■ **Problem requirements**
Each line below is to be set down again exactly.

━━━━━ Material for this exercise

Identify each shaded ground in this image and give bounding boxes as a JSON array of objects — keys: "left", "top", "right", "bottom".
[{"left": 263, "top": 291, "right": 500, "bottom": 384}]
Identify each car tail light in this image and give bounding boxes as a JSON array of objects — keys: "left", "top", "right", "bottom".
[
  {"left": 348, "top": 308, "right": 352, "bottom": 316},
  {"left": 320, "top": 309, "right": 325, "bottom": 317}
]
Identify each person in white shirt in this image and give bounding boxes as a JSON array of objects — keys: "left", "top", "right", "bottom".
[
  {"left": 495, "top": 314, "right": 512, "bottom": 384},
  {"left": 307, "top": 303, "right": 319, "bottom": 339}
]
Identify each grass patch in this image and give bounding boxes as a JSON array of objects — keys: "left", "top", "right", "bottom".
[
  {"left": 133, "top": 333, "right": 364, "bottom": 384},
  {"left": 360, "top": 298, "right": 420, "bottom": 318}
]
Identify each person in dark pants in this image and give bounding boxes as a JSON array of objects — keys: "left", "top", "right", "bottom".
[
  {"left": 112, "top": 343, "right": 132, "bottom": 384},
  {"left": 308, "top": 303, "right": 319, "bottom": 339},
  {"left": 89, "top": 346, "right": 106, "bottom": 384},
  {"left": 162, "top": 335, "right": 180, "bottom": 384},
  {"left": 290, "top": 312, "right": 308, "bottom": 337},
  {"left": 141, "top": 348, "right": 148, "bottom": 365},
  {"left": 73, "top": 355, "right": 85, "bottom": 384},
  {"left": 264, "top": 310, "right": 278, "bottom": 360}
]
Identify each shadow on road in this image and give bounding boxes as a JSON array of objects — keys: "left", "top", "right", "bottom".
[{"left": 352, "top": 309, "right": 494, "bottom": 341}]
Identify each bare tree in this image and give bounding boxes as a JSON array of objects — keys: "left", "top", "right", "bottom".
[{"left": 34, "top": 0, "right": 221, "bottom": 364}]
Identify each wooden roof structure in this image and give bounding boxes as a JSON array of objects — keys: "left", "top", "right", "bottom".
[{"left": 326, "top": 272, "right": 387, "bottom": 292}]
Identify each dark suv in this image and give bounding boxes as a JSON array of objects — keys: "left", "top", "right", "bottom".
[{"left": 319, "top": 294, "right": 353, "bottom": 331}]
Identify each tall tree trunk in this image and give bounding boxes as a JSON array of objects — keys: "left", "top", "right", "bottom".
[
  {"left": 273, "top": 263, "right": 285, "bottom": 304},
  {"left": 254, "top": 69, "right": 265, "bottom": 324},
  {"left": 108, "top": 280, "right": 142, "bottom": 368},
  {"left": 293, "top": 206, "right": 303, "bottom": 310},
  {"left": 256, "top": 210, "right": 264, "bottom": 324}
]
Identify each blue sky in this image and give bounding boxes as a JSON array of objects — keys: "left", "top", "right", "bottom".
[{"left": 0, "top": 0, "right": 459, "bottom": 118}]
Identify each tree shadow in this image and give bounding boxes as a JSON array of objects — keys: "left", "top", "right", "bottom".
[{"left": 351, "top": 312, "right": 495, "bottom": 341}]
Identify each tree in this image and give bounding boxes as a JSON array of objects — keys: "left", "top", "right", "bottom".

━━━━━━━━━━

■ **Answer area**
Identify each shaded ground in this image and give bounding boxes as a JSON array of objects — keys: "left", "top", "right", "bottom".
[{"left": 263, "top": 291, "right": 500, "bottom": 384}]
Identify each car tail light in this image and give bounding boxes as a JSON array of objects — keys: "left", "top", "right", "bottom".
[
  {"left": 348, "top": 308, "right": 352, "bottom": 316},
  {"left": 320, "top": 309, "right": 325, "bottom": 317}
]
Identify each person in white shirt in this image and give bounding boxes as a JSON array of objects — keys: "left", "top", "right", "bottom".
[
  {"left": 495, "top": 314, "right": 512, "bottom": 384},
  {"left": 307, "top": 303, "right": 319, "bottom": 339}
]
Identify each grass patch in this image and give bounding boxes as a JSON array of objects — keys: "left", "top", "right", "bottom".
[
  {"left": 133, "top": 333, "right": 364, "bottom": 384},
  {"left": 360, "top": 298, "right": 420, "bottom": 318}
]
Identify each person in dark pants in this image and give bounding boxes as a JSON array of objects — keys: "left", "top", "right", "bottom".
[
  {"left": 112, "top": 343, "right": 132, "bottom": 384},
  {"left": 308, "top": 303, "right": 319, "bottom": 339},
  {"left": 89, "top": 346, "right": 106, "bottom": 384},
  {"left": 162, "top": 335, "right": 180, "bottom": 384},
  {"left": 290, "top": 312, "right": 308, "bottom": 337},
  {"left": 141, "top": 348, "right": 148, "bottom": 365},
  {"left": 73, "top": 355, "right": 85, "bottom": 384},
  {"left": 264, "top": 310, "right": 278, "bottom": 360}
]
Identify each shadow on road in this image and give bounding boxes as a JSON array of objects — keys: "left", "top", "right", "bottom".
[{"left": 352, "top": 309, "right": 494, "bottom": 341}]
Identify each bare tree in this image and give bounding boxes as a JSON array of objects — keys: "left", "top", "right", "bottom".
[{"left": 34, "top": 0, "right": 221, "bottom": 364}]
Identify each wooden roof structure in this image and give bounding boxes as a JSON array of objects — keys: "left", "top", "right", "bottom".
[{"left": 326, "top": 272, "right": 387, "bottom": 292}]
Identify each dark suv in this image and give bounding boxes as a JSON array of objects — keys: "left", "top", "right", "bottom".
[{"left": 319, "top": 294, "right": 353, "bottom": 331}]
Identify each tall tree trunk in this image and give bounding boxes as a JSON array of objects — keys: "left", "top", "right", "bottom".
[
  {"left": 273, "top": 263, "right": 285, "bottom": 304},
  {"left": 254, "top": 69, "right": 265, "bottom": 324},
  {"left": 108, "top": 280, "right": 142, "bottom": 368},
  {"left": 293, "top": 206, "right": 303, "bottom": 310},
  {"left": 256, "top": 210, "right": 264, "bottom": 324}
]
Identify each blue sky in this image and give bounding boxes as a JSON array of objects — keys: "left", "top", "right", "bottom".
[{"left": 0, "top": 0, "right": 459, "bottom": 118}]
Identify each tree shadow in this image and give bounding boxes as a JSON array of objects — keys: "left", "top", "right", "bottom".
[{"left": 351, "top": 312, "right": 495, "bottom": 341}]
Identify each tree in this image and give bounding boxes as a JSON array of objects — keys: "left", "top", "right", "bottom".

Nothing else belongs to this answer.